Brief a
Please select every line in the records below that contains the word "white", and copy those lines.

Article
▽

FIELD OF THE INVENTION

This invention relates generally to video compression. More particularly, this invention relates to an intra-picture (or intra-frame) prediction processor.

BACKGROUND OF THE INVENTION

High Efficiency Video Coding (HEVC) is a video compression standard that is the successor of the H.264/AVC video compression standard. The main differences between HEVC and H.264/AVC are the larger number of directional modes (33 prediction angles instead of 8) and the larger number of block sizes (from 4×4 to 32×32 instead of 4×4 to 16×16). These are the main reasons why HEVC encoders can deliver substantially higher compression efficiency compared with H.264/AVC. FIG. 1 illustrates the 33 prediction angles used in HEVC. The angles are defined so that the displacement between the angles is smaller close to horizontal and vertical directions and coarser towards the diagonal directions.
An intra-picture prediction search is used to predict current blocks in a picture from previously processed blocks of the same picture. Spatial redundancies are extracted to reduce the amount of data that needs to be transmitted to represent the picture. Intra-mode coding is performed by building a 3-entry list of modes. This list is generated using the left and above modes, along with some special derivations of them to come up with 3 unique modes. If the desired mode is in the list, the index is sent, otherwise the mode is sent explicitly.

△

[Stored items]
▽

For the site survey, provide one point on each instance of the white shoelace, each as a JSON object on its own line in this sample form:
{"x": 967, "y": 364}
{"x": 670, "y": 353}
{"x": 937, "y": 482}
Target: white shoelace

△

Brief b
Pick up the video compression text above after its final sentence and continue writing it.

Result a
For the site survey, provide one point on each instance of the white shoelace, each as a JSON object on its own line in this sample form:
Target: white shoelace

Result b
Referring to FIG. 2, intra-picture prediction is the process of predicting block M from previously processed blocks A, B, C, D and E. As shown in FIG. 3, adjacent pixels and angular offsets from the previously processed blocks are used to construct the reference data that is used to predict M.
In the encoder previous block data needs to be available when performing the full prediction of block M, otherwise there will be a mismatch between the encoder and the decoder, as the decoder uses the reconstructed data from those blocks to reconstruct block M. The most important is the data in block A, which is the block that is processed just before M. Most of the directions are calculated from A and B. D is used for the one pixel between A and B. C and M are used for some of the directions.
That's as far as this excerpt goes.